**OBIETTIVO DELL'ESERCIZIO**
Trascrivi parola per parola il brano del testo sulla condanna per corruzione che inizia dalle parole "Corruzione, investigatore modenese" e si ferma dopo "la polizia marchigiana.".

**FONTE**
* * *

Corruzione, investigatore modenese condannato
Condannato a 4 anni e 2 mesi per corruzione in concorso e e accesso abusivo ai sistemi informatici in uso alle forze di polizia. Fabio Goldoni, titolare di un’agenzia investigativa privata, è stato giudicato colpevole dal collegio giudicante del tribunale di Ancona. Insieme a lui è stato condannato a 7 anni anche Mirko Minghelli, dirigente dell'Anticrimine al commissariato di Senigallia, a cui erano stati contestati anche la rivelazione di segreti d’ufficio e la truffa aggravata ai danni dello Stato. Entrambi erano finiti in un’inchiesta innescata dall’ex questore di Modena, Oreste Capocasa, che si era accorto di sospetti e numerosi accessi al sistema informatico della polizia per raccogliere informazioni su persone che all’apparenza non avevano alcun valore investigativo per la polizia marchigiana.

* * *

**BLOCCO DATI**
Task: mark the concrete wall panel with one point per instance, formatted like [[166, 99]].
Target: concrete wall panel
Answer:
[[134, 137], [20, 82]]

* * *

**RISPOSTA QUI SOTTO**
Corruzione, investigatore modenese condannato
Condannato a 4 anni e 2 mesi per corruzione in concorso e e accesso abusivo ai sistemi informatici in uso alle forze di polizia. Fabio Goldoni, titolare di un’agenzia investigativa privata, è stato giudicato colpevole dal collegio giudicante del tribunale di Ancona. Insieme a lui è stato condannato a 7 anni anche Mirko Minghelli, dirigente dell'Anticrimine al commissariato di Senigallia, a cui erano stati contestati anche la rivelazione di segreti d’ufficio e la truffa aggravata ai danni dello Stato. Entrambi erano finiti in un’inchiesta innescata dall’ex questore di Modena, Oreste Capocasa, che si era accorto di sospetti e numerosi accessi al sistema informatico della polizia per raccogliere informazioni su persone che all’apparenza non avevano alcun valore investigativo per la polizia marchigiana.